#### TO DO
**A)** Using the email about sstate filename length, list each thing the described change does.
**B)** According to the email about sstate filename length, what is the maximum filename length for ext4?
**C)** Continue the email about sstate filename length from the point where it stops.

#### TEXT PROVIDED
━━━━━━━━━━━━━━━━━━━━━━━━━━━━━━

On 7/30/19 6:01 AM, Mike Crowe wrote:
> sstate filenames are generated by concatenating a variety of bits of
> package metadata. Some of these parts could be long, which could cause
> the filename to be longer than the 255 character maximum for ext4.
> 
> So, let's try to detect this situation and truncate the PV part of the
> filename so that it will fit. If this happens, an ellipsis is added to
> make it clear that the version number is incomplete.
> 
> SSTATE_PKG needs to be consistent for all tasks so that the hash
> remains stable. This means that we need to make an assumption for the
> maximum length of the task name. In this implementation, the task name
> is limited to 27 characters.
> 
> This change also results in a sensible error message being emitted if
> the resulting filename is still too long.

━━━━━━━━━━━━━━━━━━━━━━━━━━━━━━

(Location identification items)
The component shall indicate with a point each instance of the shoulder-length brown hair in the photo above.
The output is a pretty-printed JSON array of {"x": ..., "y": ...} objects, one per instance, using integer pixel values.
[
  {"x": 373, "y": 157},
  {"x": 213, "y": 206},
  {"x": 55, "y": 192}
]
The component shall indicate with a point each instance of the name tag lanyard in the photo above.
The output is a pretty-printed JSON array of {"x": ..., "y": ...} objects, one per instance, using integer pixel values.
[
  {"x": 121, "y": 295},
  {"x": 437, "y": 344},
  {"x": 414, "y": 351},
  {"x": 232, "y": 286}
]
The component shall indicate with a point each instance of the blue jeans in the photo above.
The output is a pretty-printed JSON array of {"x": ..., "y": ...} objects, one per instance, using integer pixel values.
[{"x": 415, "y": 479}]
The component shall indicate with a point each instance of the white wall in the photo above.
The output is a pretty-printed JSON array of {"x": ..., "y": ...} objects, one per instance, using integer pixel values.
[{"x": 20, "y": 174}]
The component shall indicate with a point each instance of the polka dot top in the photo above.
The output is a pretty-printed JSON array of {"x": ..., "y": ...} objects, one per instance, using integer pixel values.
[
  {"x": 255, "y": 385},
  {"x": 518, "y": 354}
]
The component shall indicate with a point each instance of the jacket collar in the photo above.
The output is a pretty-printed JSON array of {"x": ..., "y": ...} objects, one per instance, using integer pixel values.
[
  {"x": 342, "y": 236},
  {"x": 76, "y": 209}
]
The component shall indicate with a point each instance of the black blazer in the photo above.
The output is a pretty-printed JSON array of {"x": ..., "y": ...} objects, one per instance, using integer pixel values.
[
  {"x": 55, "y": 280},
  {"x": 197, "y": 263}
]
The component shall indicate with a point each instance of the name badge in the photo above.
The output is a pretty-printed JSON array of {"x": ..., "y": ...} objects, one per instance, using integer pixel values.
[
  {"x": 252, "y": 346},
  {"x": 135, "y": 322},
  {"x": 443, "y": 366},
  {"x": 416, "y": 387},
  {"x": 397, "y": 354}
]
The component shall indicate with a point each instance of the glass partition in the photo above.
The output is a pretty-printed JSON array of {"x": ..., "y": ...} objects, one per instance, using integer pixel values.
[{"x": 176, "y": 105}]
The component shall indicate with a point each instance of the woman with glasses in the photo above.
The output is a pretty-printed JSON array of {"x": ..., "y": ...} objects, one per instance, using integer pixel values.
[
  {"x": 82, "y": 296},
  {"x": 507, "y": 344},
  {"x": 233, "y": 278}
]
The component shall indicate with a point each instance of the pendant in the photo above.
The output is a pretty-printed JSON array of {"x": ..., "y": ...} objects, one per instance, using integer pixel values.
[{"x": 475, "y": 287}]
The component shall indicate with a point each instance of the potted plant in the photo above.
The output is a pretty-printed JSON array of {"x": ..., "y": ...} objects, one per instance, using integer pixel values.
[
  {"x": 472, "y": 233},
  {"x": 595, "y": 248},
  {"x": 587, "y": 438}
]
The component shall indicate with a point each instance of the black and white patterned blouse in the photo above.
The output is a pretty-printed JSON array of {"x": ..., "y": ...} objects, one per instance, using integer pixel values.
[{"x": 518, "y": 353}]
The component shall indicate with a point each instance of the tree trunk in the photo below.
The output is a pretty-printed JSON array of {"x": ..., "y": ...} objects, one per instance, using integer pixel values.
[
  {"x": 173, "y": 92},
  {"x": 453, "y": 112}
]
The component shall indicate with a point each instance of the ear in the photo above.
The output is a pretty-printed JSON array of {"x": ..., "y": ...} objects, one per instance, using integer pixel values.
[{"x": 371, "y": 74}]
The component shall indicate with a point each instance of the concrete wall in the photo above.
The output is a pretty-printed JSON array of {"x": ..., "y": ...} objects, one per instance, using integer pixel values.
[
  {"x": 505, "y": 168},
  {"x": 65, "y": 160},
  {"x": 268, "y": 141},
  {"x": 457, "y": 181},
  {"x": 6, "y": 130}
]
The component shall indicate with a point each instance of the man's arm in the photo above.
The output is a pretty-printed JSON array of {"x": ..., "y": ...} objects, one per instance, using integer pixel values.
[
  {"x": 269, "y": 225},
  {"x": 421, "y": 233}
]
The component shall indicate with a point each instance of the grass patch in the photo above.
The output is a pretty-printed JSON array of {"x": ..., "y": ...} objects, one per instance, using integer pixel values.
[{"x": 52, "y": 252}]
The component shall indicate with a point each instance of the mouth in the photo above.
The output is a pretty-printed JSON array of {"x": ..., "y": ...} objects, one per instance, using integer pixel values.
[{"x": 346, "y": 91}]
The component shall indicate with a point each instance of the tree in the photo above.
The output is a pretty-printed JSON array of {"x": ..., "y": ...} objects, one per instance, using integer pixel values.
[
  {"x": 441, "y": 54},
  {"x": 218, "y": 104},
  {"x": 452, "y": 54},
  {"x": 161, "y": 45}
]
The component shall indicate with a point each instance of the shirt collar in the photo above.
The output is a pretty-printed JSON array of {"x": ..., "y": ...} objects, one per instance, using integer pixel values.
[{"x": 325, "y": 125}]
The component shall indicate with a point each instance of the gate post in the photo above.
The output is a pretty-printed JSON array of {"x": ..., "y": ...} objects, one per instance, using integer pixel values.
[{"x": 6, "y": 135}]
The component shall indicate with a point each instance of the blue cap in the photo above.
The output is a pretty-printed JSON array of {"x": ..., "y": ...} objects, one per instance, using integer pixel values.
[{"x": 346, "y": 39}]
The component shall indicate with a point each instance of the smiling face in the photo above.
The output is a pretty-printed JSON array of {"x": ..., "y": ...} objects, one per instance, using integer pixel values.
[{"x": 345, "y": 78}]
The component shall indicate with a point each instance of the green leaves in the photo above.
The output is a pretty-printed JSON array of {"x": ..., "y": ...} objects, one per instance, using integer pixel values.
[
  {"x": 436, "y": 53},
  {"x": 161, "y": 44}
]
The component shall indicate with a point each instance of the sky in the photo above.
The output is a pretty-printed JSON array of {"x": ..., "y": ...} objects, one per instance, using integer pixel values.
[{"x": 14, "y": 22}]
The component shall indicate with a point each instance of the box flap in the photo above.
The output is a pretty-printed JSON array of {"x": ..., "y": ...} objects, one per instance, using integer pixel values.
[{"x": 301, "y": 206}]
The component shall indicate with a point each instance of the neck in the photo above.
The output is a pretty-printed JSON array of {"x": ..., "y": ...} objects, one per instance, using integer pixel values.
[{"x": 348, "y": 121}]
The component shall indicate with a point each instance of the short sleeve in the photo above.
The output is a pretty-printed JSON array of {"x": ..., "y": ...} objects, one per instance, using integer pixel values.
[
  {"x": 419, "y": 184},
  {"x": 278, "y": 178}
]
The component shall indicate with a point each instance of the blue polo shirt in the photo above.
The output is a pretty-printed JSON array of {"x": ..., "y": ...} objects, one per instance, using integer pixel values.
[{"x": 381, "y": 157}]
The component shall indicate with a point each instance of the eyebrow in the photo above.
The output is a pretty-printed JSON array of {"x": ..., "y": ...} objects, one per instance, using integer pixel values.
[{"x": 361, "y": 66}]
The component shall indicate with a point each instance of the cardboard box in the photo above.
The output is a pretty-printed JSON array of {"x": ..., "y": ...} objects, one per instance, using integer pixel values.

━━━━━━━━━━━━━━━━━━━━━━━━━━━━━━

#### EXPECTED RESULTS
**A)**
- It detects when the sstate filename would exceed the 255-character maximum for ext4.
- It truncates the PV part of the filename so that the filename fits.
- It adds an ellipsis to show that the version number is incomplete.
- It limits the task name to 27 characters.
- It emits a sensible error message if the resulting filename is still too long.

**B)** 255 characters.

**C)**
> 
> Signed-off-by: Mike Crowe <mac@mcrowe.com>
> 
> diff --git a/meta/classes/sstate.bbclass b/meta/classes/sstate.bbclass
> index 3342c5ef50..6313b1c538 100644
> --- a/meta/classes/sstate.bbclass
> +++ b/meta/classes/sstate.bbclass
> @@ -8,6 +8,24 @@ def generate_sstatefn(spec, hash, d):
>          hash = "INVALID"
>      return hash[:2] + "/" + spec + hash
>  
> +def sstate_path(taskname, d):
> +    max_filename_len = 245 # leave some room for ".siginfo"
> +    max_addendum_len = 32 # '_' + taskname + '.tgz'

Since the task name is variable, is there really a 32 character limit here?

It may make sense to do:

# '_' + taskname + '.tgz', reserving a minimum of 32 for taskname
max_addendum_len = len(taskname) + 5 if len(taskname) + 5 > 32 else 32

Always reserve a minimum of 32 for consistency, but if we go over account for it.

> +    sstate_prefix = d.getVar('SSTATE_PKG')
> +    excess = len(os.path.basename(sstate_prefix)) - (max_filename_len - max_addendum_len)
> +    if excess > 0:
> +        pv = d.getVar('PV')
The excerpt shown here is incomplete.